=== Required work ===
a) According to the UN, as cited in the passage about the Baghuz escapees, how many infants have died since December 4?
b) In the passage about the Baghuz escapees, list in order each place where escapees were held or taken after they escaped.
c) Reproduce the passage about the Baghuz escapees, starting with "For weeks, transport" and going on through "during the transfer.".

=== Text section ===
Those who escaped the area faced new struggles. Upon arrival at the first SDF checkpoint, escapees were left out in the cold, in some cases for over a day, without SDF forces providing them with blankets or aid, only a little food, and without access to humanitarian agencies. The SDF then transported them from the checkpoint to al-Omar oil field, where SDF and US forces screened the people and provided them with some food, but still required them to sleep out in the open, before finally transporting them to al-Hol camp, a displacement camp six hour’s drive away that is controlled by the Kurdish-led authorities in al-Hasakeh governorate. Human Rights Watch interviewed the escapees in the camp.
For weeks, transport to al-Hol was in open air trucks despite cold and rainy weather. Since December 4, at least 61 infants have died from hypothermia and malnutrition during the escape from Baghuz or shortly after arriving at the camp, according to the UN. Members of the Kurdish Red Crescent who were providing assistance to displaced civilians upon arrival confirmed that a number of infants died of hypothermia and malnutrition during the transfer.

[Saved entries]
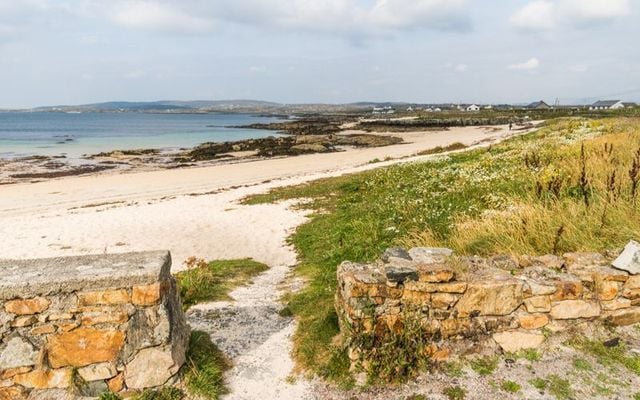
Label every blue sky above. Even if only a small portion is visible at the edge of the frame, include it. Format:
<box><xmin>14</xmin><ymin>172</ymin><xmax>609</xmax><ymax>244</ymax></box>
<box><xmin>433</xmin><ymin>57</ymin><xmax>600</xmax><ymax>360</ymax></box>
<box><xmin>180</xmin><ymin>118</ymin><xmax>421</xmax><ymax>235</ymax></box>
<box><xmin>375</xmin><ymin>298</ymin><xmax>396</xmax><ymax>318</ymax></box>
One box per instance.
<box><xmin>0</xmin><ymin>0</ymin><xmax>640</xmax><ymax>108</ymax></box>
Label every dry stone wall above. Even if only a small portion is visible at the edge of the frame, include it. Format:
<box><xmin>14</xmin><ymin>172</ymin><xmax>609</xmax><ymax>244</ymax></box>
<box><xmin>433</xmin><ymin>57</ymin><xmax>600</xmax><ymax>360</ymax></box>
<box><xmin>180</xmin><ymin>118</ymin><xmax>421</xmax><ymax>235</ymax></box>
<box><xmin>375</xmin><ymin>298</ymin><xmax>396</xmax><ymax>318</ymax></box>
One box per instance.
<box><xmin>0</xmin><ymin>252</ymin><xmax>189</xmax><ymax>400</ymax></box>
<box><xmin>336</xmin><ymin>242</ymin><xmax>640</xmax><ymax>366</ymax></box>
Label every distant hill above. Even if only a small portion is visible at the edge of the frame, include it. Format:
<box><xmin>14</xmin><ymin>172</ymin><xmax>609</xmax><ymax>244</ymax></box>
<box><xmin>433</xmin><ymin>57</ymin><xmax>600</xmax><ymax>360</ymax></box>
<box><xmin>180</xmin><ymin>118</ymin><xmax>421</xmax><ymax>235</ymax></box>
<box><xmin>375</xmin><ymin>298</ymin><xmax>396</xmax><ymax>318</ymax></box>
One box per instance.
<box><xmin>33</xmin><ymin>100</ymin><xmax>282</xmax><ymax>112</ymax></box>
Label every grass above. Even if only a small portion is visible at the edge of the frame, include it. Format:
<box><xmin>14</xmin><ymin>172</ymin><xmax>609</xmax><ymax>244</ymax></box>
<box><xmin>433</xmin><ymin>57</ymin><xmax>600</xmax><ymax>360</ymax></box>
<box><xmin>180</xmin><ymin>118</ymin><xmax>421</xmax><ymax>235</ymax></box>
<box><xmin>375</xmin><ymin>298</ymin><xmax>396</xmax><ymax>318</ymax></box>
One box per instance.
<box><xmin>469</xmin><ymin>357</ymin><xmax>498</xmax><ymax>376</ymax></box>
<box><xmin>569</xmin><ymin>337</ymin><xmax>640</xmax><ymax>375</ymax></box>
<box><xmin>500</xmin><ymin>381</ymin><xmax>522</xmax><ymax>393</ymax></box>
<box><xmin>529</xmin><ymin>378</ymin><xmax>549</xmax><ymax>392</ymax></box>
<box><xmin>443</xmin><ymin>386</ymin><xmax>467</xmax><ymax>400</ymax></box>
<box><xmin>99</xmin><ymin>331</ymin><xmax>230</xmax><ymax>400</ymax></box>
<box><xmin>175</xmin><ymin>257</ymin><xmax>269</xmax><ymax>307</ymax></box>
<box><xmin>245</xmin><ymin>114</ymin><xmax>640</xmax><ymax>381</ymax></box>
<box><xmin>547</xmin><ymin>374</ymin><xmax>573</xmax><ymax>400</ymax></box>
<box><xmin>184</xmin><ymin>331</ymin><xmax>230</xmax><ymax>400</ymax></box>
<box><xmin>418</xmin><ymin>142</ymin><xmax>469</xmax><ymax>156</ymax></box>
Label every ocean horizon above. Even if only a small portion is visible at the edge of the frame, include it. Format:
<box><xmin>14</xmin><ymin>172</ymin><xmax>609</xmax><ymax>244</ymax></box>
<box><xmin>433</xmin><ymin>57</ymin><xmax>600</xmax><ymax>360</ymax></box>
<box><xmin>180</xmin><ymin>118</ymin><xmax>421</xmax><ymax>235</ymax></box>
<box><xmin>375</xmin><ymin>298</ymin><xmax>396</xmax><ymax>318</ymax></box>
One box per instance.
<box><xmin>0</xmin><ymin>112</ymin><xmax>279</xmax><ymax>160</ymax></box>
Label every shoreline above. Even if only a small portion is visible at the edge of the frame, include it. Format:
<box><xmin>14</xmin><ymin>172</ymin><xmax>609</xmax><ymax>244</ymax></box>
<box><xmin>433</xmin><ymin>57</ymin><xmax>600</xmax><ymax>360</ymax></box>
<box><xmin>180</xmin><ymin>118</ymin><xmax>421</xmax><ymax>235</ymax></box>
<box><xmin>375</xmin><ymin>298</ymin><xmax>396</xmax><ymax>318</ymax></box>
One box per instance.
<box><xmin>0</xmin><ymin>123</ymin><xmax>540</xmax><ymax>266</ymax></box>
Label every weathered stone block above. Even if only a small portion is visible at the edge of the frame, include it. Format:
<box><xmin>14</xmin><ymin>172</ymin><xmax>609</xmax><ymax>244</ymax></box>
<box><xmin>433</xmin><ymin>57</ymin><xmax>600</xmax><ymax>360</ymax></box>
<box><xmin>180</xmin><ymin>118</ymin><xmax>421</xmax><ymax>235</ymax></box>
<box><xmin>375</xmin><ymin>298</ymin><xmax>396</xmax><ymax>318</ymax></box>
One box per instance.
<box><xmin>596</xmin><ymin>280</ymin><xmax>618</xmax><ymax>301</ymax></box>
<box><xmin>0</xmin><ymin>386</ymin><xmax>27</xmax><ymax>400</ymax></box>
<box><xmin>431</xmin><ymin>293</ymin><xmax>459</xmax><ymax>310</ymax></box>
<box><xmin>80</xmin><ymin>311</ymin><xmax>129</xmax><ymax>326</ymax></box>
<box><xmin>551</xmin><ymin>281</ymin><xmax>584</xmax><ymax>301</ymax></box>
<box><xmin>600</xmin><ymin>298</ymin><xmax>632</xmax><ymax>311</ymax></box>
<box><xmin>455</xmin><ymin>280</ymin><xmax>523</xmax><ymax>317</ymax></box>
<box><xmin>551</xmin><ymin>300</ymin><xmax>600</xmax><ymax>319</ymax></box>
<box><xmin>493</xmin><ymin>331</ymin><xmax>544</xmax><ymax>353</ymax></box>
<box><xmin>417</xmin><ymin>264</ymin><xmax>456</xmax><ymax>283</ymax></box>
<box><xmin>124</xmin><ymin>347</ymin><xmax>179</xmax><ymax>389</ymax></box>
<box><xmin>524</xmin><ymin>296</ymin><xmax>551</xmax><ymax>313</ymax></box>
<box><xmin>13</xmin><ymin>368</ymin><xmax>72</xmax><ymax>389</ymax></box>
<box><xmin>131</xmin><ymin>282</ymin><xmax>160</xmax><ymax>306</ymax></box>
<box><xmin>607</xmin><ymin>307</ymin><xmax>640</xmax><ymax>326</ymax></box>
<box><xmin>622</xmin><ymin>275</ymin><xmax>640</xmax><ymax>300</ymax></box>
<box><xmin>78</xmin><ymin>289</ymin><xmax>131</xmax><ymax>306</ymax></box>
<box><xmin>611</xmin><ymin>240</ymin><xmax>640</xmax><ymax>275</ymax></box>
<box><xmin>518</xmin><ymin>314</ymin><xmax>549</xmax><ymax>330</ymax></box>
<box><xmin>78</xmin><ymin>363</ymin><xmax>118</xmax><ymax>382</ymax></box>
<box><xmin>0</xmin><ymin>336</ymin><xmax>38</xmax><ymax>370</ymax></box>
<box><xmin>4</xmin><ymin>297</ymin><xmax>51</xmax><ymax>315</ymax></box>
<box><xmin>47</xmin><ymin>328</ymin><xmax>125</xmax><ymax>368</ymax></box>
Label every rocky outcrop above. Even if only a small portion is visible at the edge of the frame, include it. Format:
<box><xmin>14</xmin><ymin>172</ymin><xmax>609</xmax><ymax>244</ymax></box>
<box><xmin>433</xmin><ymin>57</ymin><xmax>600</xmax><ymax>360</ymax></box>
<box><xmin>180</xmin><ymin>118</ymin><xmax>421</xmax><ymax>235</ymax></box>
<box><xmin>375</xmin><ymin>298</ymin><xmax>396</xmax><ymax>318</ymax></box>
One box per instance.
<box><xmin>336</xmin><ymin>243</ymin><xmax>640</xmax><ymax>372</ymax></box>
<box><xmin>0</xmin><ymin>252</ymin><xmax>189</xmax><ymax>400</ymax></box>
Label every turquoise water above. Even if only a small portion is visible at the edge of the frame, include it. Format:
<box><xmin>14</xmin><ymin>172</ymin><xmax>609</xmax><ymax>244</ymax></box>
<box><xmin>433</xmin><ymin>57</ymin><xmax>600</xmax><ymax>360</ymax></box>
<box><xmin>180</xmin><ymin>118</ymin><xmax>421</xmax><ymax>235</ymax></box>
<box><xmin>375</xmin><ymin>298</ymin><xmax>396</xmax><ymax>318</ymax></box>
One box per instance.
<box><xmin>0</xmin><ymin>112</ymin><xmax>278</xmax><ymax>159</ymax></box>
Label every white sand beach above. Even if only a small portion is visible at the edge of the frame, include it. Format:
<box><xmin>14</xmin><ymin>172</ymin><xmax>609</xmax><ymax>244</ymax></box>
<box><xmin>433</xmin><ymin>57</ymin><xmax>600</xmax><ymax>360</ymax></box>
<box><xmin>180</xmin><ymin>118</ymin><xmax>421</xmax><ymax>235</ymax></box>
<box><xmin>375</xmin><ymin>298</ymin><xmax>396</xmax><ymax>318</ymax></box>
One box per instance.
<box><xmin>0</xmin><ymin>126</ymin><xmax>536</xmax><ymax>400</ymax></box>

=== Answers ===
a) At least 61 infants.

b) The first SDF checkpoint, al-Omar oil field, al-Hol camp

c)
For weeks, transport to al-Hol was in open air trucks despite cold and rainy weather. Since December 4, at least 61 infants have died from hypothermia and malnutrition during the escape from Baghuz or shortly after arriving at the camp, according to the UN. Members of the Kurdish Red Crescent who were providing assistance to displaced civilians upon arrival confirmed that a number of infants died of hypothermia and malnutrition during the transfer.